● Work item
Copy out every record exactly.

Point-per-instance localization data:
════

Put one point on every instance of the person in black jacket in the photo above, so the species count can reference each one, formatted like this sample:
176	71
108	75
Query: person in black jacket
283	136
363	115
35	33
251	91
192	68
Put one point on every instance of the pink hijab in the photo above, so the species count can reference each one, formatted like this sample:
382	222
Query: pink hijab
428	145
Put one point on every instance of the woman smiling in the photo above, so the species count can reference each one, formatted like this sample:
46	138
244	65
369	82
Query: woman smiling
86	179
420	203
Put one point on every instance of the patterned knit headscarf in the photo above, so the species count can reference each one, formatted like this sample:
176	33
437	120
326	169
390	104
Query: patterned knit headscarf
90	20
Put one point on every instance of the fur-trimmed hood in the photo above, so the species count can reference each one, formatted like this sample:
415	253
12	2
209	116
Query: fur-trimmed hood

════

● The answer
Put one point on every instance of the person in black jacket in the photo above, so the species count can reference each one, formatted like this sample:
176	71
108	75
Query: person in black jacket
283	136
363	115
35	33
251	91
192	68
Put one point on every instance of the pink hijab in the photo above, so the species count can reference each one, formatted like this sample:
382	222
Query: pink hijab
428	145
Put one point on every instance of the woman smiling in the photo above, so the species count can reference each one, formatted like this sample:
46	138
244	65
369	82
Query: woman smiling
86	179
420	203
Put one point on every instance of the patterned knit headscarf in the photo above, so the species count can reference each one, formatted like this sample:
176	33
437	120
326	169
390	104
Query: patterned knit headscarf
90	20
Put one point on every instance of the fur-trimmed hood in the photo above, so the species count can reference each one, formatted like this sample:
415	253
12	2
209	116
Query: fur-trimmed hood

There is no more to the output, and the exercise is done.